What you have to do: What is needed is an exact copy of the line where "Quick question about the picture above: does it contain any car" appears plus every later line in the material.

Segment Open

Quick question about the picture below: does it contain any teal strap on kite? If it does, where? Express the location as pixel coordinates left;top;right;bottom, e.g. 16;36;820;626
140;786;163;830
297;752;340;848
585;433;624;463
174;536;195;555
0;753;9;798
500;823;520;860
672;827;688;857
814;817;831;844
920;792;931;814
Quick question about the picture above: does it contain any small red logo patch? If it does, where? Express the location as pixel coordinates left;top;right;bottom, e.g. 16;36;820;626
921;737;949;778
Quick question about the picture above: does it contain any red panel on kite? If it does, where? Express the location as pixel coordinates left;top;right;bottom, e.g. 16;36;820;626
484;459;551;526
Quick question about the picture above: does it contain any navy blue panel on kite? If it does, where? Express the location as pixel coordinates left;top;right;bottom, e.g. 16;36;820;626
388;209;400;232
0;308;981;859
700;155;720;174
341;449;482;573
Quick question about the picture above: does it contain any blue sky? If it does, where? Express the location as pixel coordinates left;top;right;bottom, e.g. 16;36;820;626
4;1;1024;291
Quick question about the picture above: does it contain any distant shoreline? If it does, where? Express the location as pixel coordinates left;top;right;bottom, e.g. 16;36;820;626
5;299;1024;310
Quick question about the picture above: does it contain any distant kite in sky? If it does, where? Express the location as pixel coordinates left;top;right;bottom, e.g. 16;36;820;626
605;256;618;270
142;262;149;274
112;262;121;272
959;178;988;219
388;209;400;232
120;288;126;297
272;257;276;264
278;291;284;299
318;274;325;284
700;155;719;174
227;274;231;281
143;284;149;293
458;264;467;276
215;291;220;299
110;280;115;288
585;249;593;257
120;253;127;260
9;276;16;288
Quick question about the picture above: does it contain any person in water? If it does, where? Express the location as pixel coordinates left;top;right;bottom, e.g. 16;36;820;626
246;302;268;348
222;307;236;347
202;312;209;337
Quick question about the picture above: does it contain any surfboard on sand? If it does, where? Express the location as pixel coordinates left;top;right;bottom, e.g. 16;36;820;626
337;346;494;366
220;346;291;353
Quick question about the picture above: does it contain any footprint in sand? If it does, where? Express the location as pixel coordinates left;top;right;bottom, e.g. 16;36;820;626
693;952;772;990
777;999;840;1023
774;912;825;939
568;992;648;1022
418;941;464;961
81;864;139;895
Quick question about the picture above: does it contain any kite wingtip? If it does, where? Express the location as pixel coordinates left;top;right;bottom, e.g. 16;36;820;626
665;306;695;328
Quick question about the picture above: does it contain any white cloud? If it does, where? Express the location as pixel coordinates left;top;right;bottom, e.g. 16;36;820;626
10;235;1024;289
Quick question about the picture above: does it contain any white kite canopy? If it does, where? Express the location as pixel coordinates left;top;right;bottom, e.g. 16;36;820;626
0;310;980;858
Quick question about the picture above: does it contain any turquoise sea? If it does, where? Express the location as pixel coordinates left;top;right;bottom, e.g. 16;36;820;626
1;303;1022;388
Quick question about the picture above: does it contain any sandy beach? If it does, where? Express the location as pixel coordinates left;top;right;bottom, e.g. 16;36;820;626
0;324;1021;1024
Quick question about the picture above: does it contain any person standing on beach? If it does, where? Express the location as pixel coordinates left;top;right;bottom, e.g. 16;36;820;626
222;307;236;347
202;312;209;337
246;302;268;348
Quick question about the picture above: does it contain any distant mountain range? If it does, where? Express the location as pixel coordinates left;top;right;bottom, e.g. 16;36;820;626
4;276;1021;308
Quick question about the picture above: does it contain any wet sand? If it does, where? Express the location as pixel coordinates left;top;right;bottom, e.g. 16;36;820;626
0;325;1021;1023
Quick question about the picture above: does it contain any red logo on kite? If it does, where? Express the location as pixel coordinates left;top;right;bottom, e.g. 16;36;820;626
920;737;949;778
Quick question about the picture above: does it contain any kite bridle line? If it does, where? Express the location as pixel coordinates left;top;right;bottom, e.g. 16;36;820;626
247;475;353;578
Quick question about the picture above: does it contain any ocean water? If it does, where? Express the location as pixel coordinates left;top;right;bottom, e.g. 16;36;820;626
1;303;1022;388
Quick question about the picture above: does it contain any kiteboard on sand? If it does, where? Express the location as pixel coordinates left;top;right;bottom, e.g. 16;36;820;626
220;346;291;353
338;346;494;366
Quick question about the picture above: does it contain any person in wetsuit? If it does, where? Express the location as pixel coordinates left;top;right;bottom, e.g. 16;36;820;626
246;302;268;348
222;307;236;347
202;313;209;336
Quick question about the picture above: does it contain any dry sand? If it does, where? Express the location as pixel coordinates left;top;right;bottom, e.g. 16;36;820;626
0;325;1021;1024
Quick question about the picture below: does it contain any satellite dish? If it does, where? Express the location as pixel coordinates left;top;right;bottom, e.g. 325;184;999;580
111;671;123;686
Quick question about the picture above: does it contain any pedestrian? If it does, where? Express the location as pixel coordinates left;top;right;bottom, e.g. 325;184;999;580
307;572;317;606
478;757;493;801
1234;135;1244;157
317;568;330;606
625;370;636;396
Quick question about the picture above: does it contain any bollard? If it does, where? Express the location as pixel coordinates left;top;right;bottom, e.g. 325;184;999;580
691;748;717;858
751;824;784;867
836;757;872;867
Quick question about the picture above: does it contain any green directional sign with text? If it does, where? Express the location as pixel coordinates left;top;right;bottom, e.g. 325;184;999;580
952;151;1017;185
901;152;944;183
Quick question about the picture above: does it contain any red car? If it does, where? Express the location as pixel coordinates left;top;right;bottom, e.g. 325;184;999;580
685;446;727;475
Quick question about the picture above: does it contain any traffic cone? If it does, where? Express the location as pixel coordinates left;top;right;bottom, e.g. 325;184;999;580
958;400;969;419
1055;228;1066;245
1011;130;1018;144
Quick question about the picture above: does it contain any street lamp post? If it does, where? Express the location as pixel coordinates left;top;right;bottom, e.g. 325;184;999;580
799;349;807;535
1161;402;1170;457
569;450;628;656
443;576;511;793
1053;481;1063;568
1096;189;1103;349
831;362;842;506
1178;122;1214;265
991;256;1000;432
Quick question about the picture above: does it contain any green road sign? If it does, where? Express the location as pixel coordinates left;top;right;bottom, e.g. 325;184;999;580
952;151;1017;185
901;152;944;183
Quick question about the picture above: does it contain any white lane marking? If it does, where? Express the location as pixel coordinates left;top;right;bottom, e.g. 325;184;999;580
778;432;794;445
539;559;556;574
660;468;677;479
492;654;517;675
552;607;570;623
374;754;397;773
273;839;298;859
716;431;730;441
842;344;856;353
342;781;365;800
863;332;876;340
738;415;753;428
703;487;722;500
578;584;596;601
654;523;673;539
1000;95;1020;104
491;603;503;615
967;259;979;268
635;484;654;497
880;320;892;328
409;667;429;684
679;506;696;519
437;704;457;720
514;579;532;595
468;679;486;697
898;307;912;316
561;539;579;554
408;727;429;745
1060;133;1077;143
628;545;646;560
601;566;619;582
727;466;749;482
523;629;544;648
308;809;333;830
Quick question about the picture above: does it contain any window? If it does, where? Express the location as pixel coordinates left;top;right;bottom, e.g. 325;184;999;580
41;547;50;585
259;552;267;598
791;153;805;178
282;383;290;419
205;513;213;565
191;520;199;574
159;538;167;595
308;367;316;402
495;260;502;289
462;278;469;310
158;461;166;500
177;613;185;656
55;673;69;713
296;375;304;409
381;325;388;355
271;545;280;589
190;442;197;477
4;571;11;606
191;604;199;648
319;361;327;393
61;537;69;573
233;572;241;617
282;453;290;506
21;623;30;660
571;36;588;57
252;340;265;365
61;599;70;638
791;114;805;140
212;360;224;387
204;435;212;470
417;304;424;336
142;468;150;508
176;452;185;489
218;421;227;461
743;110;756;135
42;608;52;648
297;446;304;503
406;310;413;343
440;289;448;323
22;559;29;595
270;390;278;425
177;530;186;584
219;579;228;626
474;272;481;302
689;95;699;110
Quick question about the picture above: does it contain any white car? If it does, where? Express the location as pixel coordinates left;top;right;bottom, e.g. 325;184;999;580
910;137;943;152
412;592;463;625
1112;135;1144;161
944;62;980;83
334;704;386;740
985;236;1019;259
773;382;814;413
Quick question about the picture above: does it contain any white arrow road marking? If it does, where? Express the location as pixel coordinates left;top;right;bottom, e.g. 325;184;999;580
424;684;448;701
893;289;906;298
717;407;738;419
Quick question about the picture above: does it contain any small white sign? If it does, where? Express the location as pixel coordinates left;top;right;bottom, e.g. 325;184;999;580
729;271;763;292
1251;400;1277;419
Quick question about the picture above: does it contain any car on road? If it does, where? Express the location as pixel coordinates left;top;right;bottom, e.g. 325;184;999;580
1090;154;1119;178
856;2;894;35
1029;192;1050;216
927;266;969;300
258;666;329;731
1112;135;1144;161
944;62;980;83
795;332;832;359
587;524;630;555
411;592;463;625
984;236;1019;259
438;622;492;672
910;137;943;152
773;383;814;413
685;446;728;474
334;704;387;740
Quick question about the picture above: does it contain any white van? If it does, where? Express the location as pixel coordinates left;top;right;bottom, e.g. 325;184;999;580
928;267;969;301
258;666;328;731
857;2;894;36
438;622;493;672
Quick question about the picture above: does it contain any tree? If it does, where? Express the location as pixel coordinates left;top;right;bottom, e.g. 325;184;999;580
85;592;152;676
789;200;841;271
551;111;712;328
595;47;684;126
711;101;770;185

Segment Closed

Reply:
Quick question about the picture above: does it contain any car on road? If it does, where? Express the location as pixel coordinates left;top;right;bottom, e.g. 325;184;999;580
1090;154;1119;178
856;2;894;35
1029;192;1050;216
927;266;969;300
258;666;329;731
1112;135;1144;161
944;62;980;83
795;332;832;359
587;524;630;555
411;592;463;625
984;236;1019;259
438;622;492;672
910;137;943;152
773;383;814;413
685;446;728;474
334;704;387;740
Quick question about the picture above: does it contain any white van? If it does, where? Express the location as pixel coordinates left;top;right;bottom, e.g. 325;184;999;580
928;267;969;301
258;666;328;731
857;2;894;36
438;622;493;672
Quick question about the picture above: does it contain any tree? If it does, where? Express the location as pixel coordinates left;top;right;bottom, e.g. 325;184;999;580
85;592;152;676
789;200;841;271
551;111;712;328
595;47;684;126
711;101;770;185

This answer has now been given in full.